◆ **What to do**:
(a) Reproduce the Kundera post from "Kundera is one" up to and including "cool is that?)", swapping "cousin" for "brother".
(b) Carry on the Kundera post from the point where it stops.

◆ **Text extract**:
It’s easy to stand

…when everyone else is standing.

But I’ll get into that momentarily.  For now – I just finished another excellent book by Milan Kundera, The Book of Laughter and Forgetting.  Calling it a book seems crude somehow, for in these pages Kundera no less than invites you to dive into the fundamental workings of society at large and humanity in the specific.

Aphorisms glide from character to paragraph, and beyond recognition there is an understanding that articulates itself so fluidly you hardly notice since you agree so enthusiastically.

Kundera is one of about three or four authors that makes me feel less lonely. Once I told my cousin this, and he seemed alarmed. “You’re lonely?” he asked, surprised.  Perhaps it’s the wrong word. I’m not lonely in the sense of feeling isolated or without social groups. This loneliness is one of ideas and calculations: sharing a way of evaluating life that makes me feel less alone in the world. Like when you’re arguing a point to someone who does not get it, then a third person says, “I agree with what she’s saying…” and goes on to explain why you’re not insane.


So it was with great anticipation that I put in a order to my local library for Milan Kundera’s The Book of Laughter and Forgetting. (They bought it for the library: how cool is that?)

MIlan Kundera, The Book of Laughter and Forgetting
Kundera approves this English translation as having emerged from “a miraculous bath” and said “at last I have recognized my book.”

 

Topless at the beach

As an activist for an unpopular or misunderstood cause, I get tired. I recently realized that it can take a special kind of strength to stand up for this type of cause.  For instance, it’s easier to stand up for “women’s rights” or “equality” among humans because this has long been accepted as something worthy of consideration – even though not even close to 100% embraced.  Also, as a woman, it’s to be expected that I’d be for my own rights. (I know, that’s not always the case.) Easy to extend that to other humans, too.

“Animal rights,” however, is not something that most in a crowd would cheer. (Unless it’s protection of dogs and cats, who are our domestic family and therefore “closer.”) Though at its heart, being for “animal rights” means something quite kind — animals, since they have a capacity to feel and suffer, should, as with humans, not be subjected to confinement and slaughter: neither your cat, your dog, or a pig; simple, at its core — yet instead animal rights is often connected with people one does not like or an “agenda” against farms, jobs, or even you.

And so I had an epiphany: It’s easy to stand up when everyone else is standing up around you. (If they’re all sitting down, there you are … lonely. Alone in your cause. And also quite brave.)

◆ **Data extract**:
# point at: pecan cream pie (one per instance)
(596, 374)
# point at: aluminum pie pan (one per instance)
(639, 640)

◆ **Expected responses**:
(a)
Kundera is one of about three or four authors that makes me feel less lonely. Once I told my brother this, and he seemed alarmed. “You’re lonely?” he asked, surprised.  Perhaps it’s the wrong word. I’m not lonely in the sense of feeling isolated or without social groups. This loneliness is one of ideas and calculations: sharing a way of evaluating life that makes me feel less alone in the world. Like when you’re arguing a point to someone who does not get it, then a third person says, “I agree with what she’s saying…” and goes on to explain why you’re not insane.


So it was with great anticipation that I put in a order to my local library for Milan Kundera’s The Book of Laughter and Forgetting. (They bought it for the library: how cool is that?)

(b)
Not topless.

 

You might then understand my delight in reading the following passage in The Book of  Laughter and Forgetting, which explains the Clevise family who believe it is a woman’s right to go topless at a beach:

As I have said, the Clevises were forward-looking people, and they held progressive ideas. There are many kinds of progressive ideas, and the Clevises always supported the best possible progressive ideas. The best progressive ideas are those that include a strong enough dose of provocation to make its supporters feel proud of being original, but at the same time attract so many adherents that the risk of being an isolated exception is immediately adverted by the noisy approval of the triumphant crowd. If, for instance, the Clevises were not only against tops but against clothing in general, if they announced that people should walk the city streets naked, they would surely still be supporting a progressive idea, but certainly not the best possible one.

 

It’s just bacon, folks. You’re not cool.

This same feeling I have toward “local food” or “farmers rights” or a number of things that sound good and are easy to get behind with enough “noisy approval” to feel confident and righteous in that stance. Note that this does not mean this stance is BAD or WRONG, it’s just not a tough position to take – or even a needed position to take unless you are actively affecting change beyond eating a “local” product – when supported by so many.

In addition, those rights — of farmers, say — should not come at the expense of an “other” in this case an animal. To say economics justifies oppression is to ignore or forget the trajectory of history: we adapt, we find new “products” from which to profit.  And as with use of animals, all must be examined to avoid counter oppressing another “other.” It’s entirely possible – the rise of “Fair Trade,” for instance, and groups such as the Food Empowerment Project, and Farm Forward, all show a collective will to move forward sustainably and kindly.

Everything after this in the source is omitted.